Requirement 1 ▸
In the news report on China's antibiotic recall, which province first reported adverse reactions to the injection, and how many cases did it report?
Requirement 2 ▸
According to the news report on China's antibiotic recall, why did China ban the antibiotic treatment and order a recall of it? Answer in one to three sentences.
Requirement 3 ▸
Continue the news report on China's antibiotic recall from the point where it stops.

Text section ▸
China recalls drug that has sickened dozens

China has banned an antibiotic treatment and ordered a recall of the drug after patients in five provinces developed symptoms ranging from nausea to kidney and liver damage, state media reported on Friday.

The use of fake and poor-quality products has killed dozens of people in China in recent years and has sparked widespread public fury about food and drug safety. Chinese media have blamed the frequent scandals on businesses obsessed with making profits and on lax official supervision.

The northwestern province of Qinghai last week first reported 14 cases of “adverse drug reactions” to the Clindamycin Phosphate Glucose Injection produced by a company in the eastern province of Anhui, the Beijing News said.

“Anhui’s drug watchdog has asked its counterparts across the country to halt the sale and use of the injection,” the newspaper said, “It has also ordered the company to suspend production of the injection and recall all the doses it has made since June.”

Material provided ▸
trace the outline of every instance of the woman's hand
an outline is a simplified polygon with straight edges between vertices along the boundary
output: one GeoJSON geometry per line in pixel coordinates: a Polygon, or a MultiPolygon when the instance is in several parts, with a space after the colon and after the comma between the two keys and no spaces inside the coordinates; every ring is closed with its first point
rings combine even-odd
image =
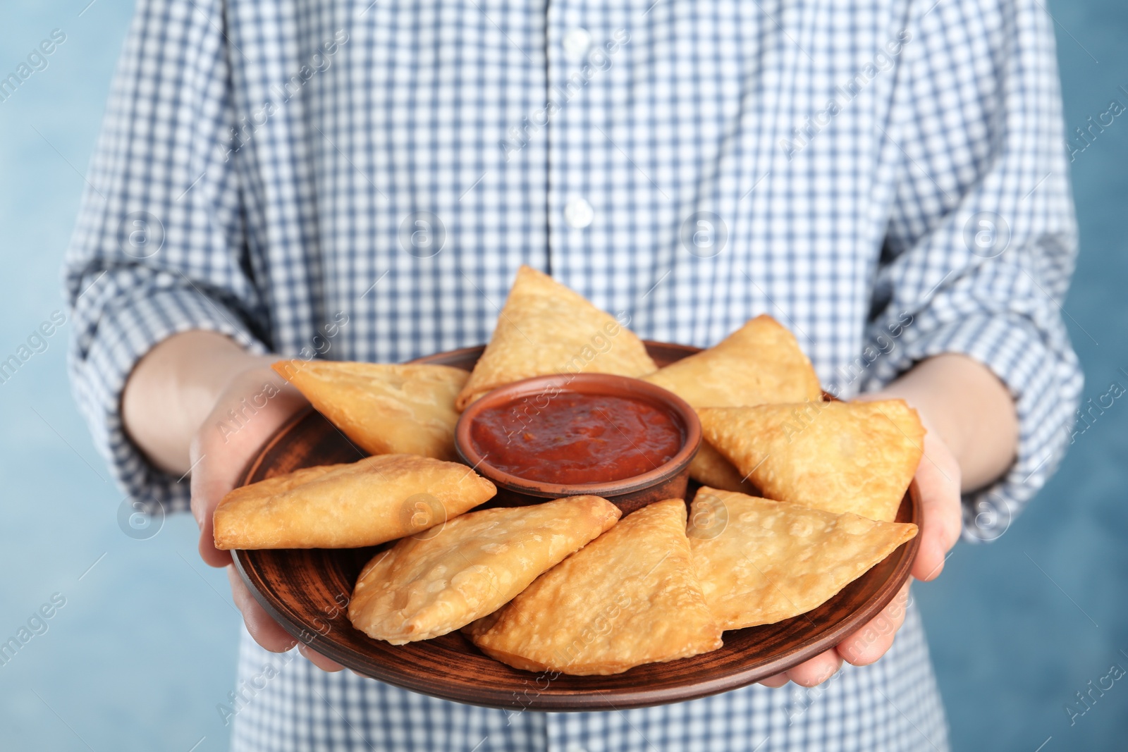
{"type": "Polygon", "coordinates": [[[830,679],[843,661],[864,666],[883,656],[905,621],[909,584],[927,582],[944,569],[962,528],[960,494],[1002,475],[1017,449],[1014,401],[986,366],[963,355],[923,361],[883,391],[858,399],[900,398],[916,408],[927,433],[913,483],[920,497],[920,547],[911,578],[881,613],[834,649],[783,673],[760,680],[768,687],[788,681],[814,687],[830,679]]]}
{"type": "MultiPolygon", "coordinates": [[[[249,355],[210,331],[175,335],[138,363],[122,397],[122,414],[131,437],[155,465],[177,475],[191,471],[201,558],[227,568],[235,604],[255,642],[283,653],[298,640],[263,610],[235,570],[230,552],[217,549],[212,537],[215,506],[247,462],[309,404],[270,368],[275,360],[249,355]]],[[[342,667],[305,645],[299,651],[326,671],[342,667]]]]}

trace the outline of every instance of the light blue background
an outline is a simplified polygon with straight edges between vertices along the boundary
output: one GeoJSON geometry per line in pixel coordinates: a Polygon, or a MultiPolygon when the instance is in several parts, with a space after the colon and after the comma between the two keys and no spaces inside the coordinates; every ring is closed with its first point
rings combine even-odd
{"type": "MultiPolygon", "coordinates": [[[[67,34],[0,103],[0,360],[63,307],[60,259],[132,11],[88,1],[0,11],[3,74],[52,29],[67,34]]],[[[1067,130],[1113,98],[1128,106],[1123,1],[1049,9],[1067,130]]],[[[1065,311],[1094,400],[1113,381],[1128,388],[1126,168],[1121,115],[1073,165],[1082,255],[1065,311]]],[[[0,666],[0,749],[226,750],[215,706],[233,685],[239,623],[226,578],[197,559],[186,515],[149,540],[118,528],[121,495],[70,397],[65,329],[0,384],[0,638],[53,593],[67,599],[0,666]]],[[[937,582],[915,587],[953,749],[1128,749],[1128,676],[1074,725],[1064,709],[1113,663],[1128,670],[1126,427],[1119,399],[1005,536],[960,545],[937,582]]]]}

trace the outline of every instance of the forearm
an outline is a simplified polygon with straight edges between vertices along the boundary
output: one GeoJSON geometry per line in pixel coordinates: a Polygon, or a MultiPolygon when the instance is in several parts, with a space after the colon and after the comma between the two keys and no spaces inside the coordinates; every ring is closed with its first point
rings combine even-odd
{"type": "Polygon", "coordinates": [[[130,374],[122,393],[125,431],[155,466],[187,472],[192,439],[230,380],[273,360],[250,355],[214,331],[174,335],[130,374]]]}
{"type": "Polygon", "coordinates": [[[1019,421],[1014,399],[981,363],[954,353],[919,362],[882,389],[917,408],[959,461],[961,490],[981,488],[1014,461],[1019,421]]]}

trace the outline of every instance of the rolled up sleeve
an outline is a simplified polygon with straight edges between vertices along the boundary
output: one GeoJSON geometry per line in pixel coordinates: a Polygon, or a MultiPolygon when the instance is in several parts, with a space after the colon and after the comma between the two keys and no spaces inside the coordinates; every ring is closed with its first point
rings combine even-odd
{"type": "Polygon", "coordinates": [[[64,265],[79,408],[123,490],[169,511],[187,481],[130,441],[121,396],[136,362],[190,329],[266,352],[246,259],[218,2],[142,1],[107,105],[64,265]]]}
{"type": "Polygon", "coordinates": [[[1056,469],[1083,386],[1063,320],[1077,232],[1052,23],[1034,0],[928,6],[884,132],[901,179],[862,388],[942,353],[1006,384],[1016,459],[964,496],[964,538],[994,540],[1056,469]]]}

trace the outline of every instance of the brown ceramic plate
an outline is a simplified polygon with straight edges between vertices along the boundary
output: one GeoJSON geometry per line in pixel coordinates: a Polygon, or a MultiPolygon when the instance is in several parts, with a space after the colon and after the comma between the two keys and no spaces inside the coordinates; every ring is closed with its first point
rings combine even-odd
{"type": "MultiPolygon", "coordinates": [[[[696,347],[647,342],[659,365],[696,347]]],[[[483,347],[420,359],[470,369],[483,347]]],[[[319,413],[307,409],[282,426],[247,466],[241,483],[314,465],[352,462],[363,454],[319,413]]],[[[920,524],[916,486],[898,522],[920,524]]],[[[695,488],[690,487],[689,493],[695,488]]],[[[613,710],[691,700],[744,687],[836,645],[878,614],[909,576],[914,538],[819,608],[774,625],[724,632],[724,647],[613,676],[540,674],[483,655],[461,632],[394,646],[353,629],[344,604],[377,548],[232,551],[255,599],[296,638],[359,674],[446,700],[493,708],[613,710]]],[[[640,636],[641,637],[641,636],[640,636]]]]}

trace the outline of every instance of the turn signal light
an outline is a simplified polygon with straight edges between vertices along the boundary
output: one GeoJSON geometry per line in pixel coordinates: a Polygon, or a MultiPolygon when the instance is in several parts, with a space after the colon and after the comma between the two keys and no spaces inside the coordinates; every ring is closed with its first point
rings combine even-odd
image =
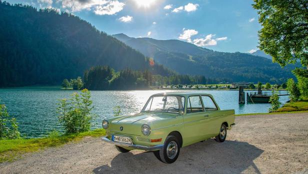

Expected output 1 ▸
The northwestern province of Qinghai first reported 14 cases.

Expected output 2 ▸
China banned the antibiotic treatment and ordered its recall because patients in five provinces developed symptoms after receiving it. Their symptoms ranged from nausea to kidney and liver damage.

Expected output 3 ▸
The drug is used to treat bacterial infections, it said, without giving a possible reason for the adverse reactions that were also reported in four other provinces.

Nine patients in the northeastern province of Heilongjiang were in a “stable but still dangerous” condition after suffering symptoms that also included diarrhea, vomiting and loss of consciousness, the newspaper said.

Months earlier, local media exposed a bogus drug scandal that had killed 11 people in the southern province of Guangdong after they received injections of fake Armillarisni-A made by a Heilongjiang company, whose executives were detained and its license withdrawn.